◆ Brief ◆
Copy the data from the line with "Question: Can you identify the bounding box of the yellow swim" to the line with "[0,0,74,12]", switching "pool lane divider" to "lane rope" and keeping everything else the same.

***** Data for this exercise

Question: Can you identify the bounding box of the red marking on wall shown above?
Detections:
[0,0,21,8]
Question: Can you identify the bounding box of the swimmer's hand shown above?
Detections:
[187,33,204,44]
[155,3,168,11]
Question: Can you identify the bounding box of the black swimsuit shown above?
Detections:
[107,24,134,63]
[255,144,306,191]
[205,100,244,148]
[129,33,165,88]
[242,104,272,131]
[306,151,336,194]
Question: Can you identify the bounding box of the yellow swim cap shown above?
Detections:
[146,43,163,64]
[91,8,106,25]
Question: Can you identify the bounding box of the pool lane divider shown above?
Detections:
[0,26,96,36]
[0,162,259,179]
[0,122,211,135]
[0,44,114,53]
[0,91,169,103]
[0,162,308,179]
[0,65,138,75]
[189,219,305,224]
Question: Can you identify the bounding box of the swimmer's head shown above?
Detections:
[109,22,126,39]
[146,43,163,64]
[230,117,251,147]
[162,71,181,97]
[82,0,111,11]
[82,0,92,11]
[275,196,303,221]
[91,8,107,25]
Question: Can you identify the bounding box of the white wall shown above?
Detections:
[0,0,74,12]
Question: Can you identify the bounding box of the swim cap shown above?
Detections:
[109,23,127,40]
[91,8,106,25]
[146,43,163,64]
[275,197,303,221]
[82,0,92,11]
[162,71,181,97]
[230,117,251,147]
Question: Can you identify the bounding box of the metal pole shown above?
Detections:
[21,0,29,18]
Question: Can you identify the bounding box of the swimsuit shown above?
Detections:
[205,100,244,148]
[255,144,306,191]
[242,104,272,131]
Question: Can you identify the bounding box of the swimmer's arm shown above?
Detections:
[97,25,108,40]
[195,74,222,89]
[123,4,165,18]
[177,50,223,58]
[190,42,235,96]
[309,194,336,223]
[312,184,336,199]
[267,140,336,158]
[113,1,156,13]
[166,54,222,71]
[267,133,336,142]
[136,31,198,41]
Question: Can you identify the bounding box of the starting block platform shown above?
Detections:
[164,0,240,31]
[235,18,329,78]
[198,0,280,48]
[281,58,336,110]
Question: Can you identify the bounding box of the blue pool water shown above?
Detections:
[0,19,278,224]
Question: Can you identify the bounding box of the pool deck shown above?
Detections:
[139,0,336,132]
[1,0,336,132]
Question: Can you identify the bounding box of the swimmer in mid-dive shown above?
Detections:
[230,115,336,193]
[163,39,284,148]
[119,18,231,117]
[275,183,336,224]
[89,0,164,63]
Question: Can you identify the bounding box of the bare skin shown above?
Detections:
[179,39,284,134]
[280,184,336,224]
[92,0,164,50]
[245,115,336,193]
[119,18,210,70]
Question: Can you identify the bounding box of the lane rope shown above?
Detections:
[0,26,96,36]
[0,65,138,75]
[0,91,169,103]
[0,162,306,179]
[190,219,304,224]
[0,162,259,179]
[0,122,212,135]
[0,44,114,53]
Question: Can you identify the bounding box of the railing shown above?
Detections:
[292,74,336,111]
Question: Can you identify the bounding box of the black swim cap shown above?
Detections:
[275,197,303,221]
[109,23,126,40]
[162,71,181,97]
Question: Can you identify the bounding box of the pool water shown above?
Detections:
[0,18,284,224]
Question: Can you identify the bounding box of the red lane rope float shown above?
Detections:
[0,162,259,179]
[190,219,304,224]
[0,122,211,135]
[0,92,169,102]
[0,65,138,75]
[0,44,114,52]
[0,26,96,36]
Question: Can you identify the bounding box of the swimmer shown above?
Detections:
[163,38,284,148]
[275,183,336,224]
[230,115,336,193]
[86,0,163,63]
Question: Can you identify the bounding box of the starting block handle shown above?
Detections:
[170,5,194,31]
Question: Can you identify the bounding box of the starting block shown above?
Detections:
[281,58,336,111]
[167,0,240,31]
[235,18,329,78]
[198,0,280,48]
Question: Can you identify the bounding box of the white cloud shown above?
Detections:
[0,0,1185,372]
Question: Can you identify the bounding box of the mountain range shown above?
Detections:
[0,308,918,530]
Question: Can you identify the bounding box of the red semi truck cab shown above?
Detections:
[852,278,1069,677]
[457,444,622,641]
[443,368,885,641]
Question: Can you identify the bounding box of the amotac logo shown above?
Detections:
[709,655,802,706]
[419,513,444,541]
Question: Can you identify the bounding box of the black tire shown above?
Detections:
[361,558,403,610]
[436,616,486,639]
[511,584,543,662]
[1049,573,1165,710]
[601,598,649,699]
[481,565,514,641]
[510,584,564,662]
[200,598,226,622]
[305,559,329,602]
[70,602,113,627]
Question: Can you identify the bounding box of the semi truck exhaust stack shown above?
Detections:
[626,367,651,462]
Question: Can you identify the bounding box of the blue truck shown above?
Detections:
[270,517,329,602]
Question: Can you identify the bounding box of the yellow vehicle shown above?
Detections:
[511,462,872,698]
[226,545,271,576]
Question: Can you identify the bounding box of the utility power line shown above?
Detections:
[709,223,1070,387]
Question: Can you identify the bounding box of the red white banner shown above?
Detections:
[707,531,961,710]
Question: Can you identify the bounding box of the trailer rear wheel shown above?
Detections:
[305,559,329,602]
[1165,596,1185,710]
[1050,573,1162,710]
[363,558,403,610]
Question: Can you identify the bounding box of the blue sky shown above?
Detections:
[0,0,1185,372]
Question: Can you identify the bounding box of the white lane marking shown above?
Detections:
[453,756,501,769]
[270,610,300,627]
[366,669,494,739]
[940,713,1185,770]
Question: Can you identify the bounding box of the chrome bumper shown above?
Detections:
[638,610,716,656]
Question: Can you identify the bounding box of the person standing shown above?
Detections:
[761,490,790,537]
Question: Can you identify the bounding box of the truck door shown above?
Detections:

**********

◆ Worked solution ◆
Question: Can you identify the bounding box of the yellow swim cap shown above?
Detections:
[146,43,163,64]
[91,8,106,25]
Question: Can you identify the bounding box of the lane rope shown above?
Detections:
[0,26,96,36]
[0,162,259,179]
[0,122,211,135]
[0,44,114,53]
[0,91,169,103]
[0,162,308,179]
[0,65,138,75]
[189,219,305,224]
Question: Can you identify the bounding box of the swimmer's head shown above?
Detections:
[109,22,126,39]
[146,43,163,64]
[230,117,251,147]
[162,71,181,97]
[82,0,111,11]
[82,0,92,11]
[275,196,303,221]
[91,8,107,25]
Question: Can you identify the bounding box of the white wall shown above?
Detections:
[0,0,74,12]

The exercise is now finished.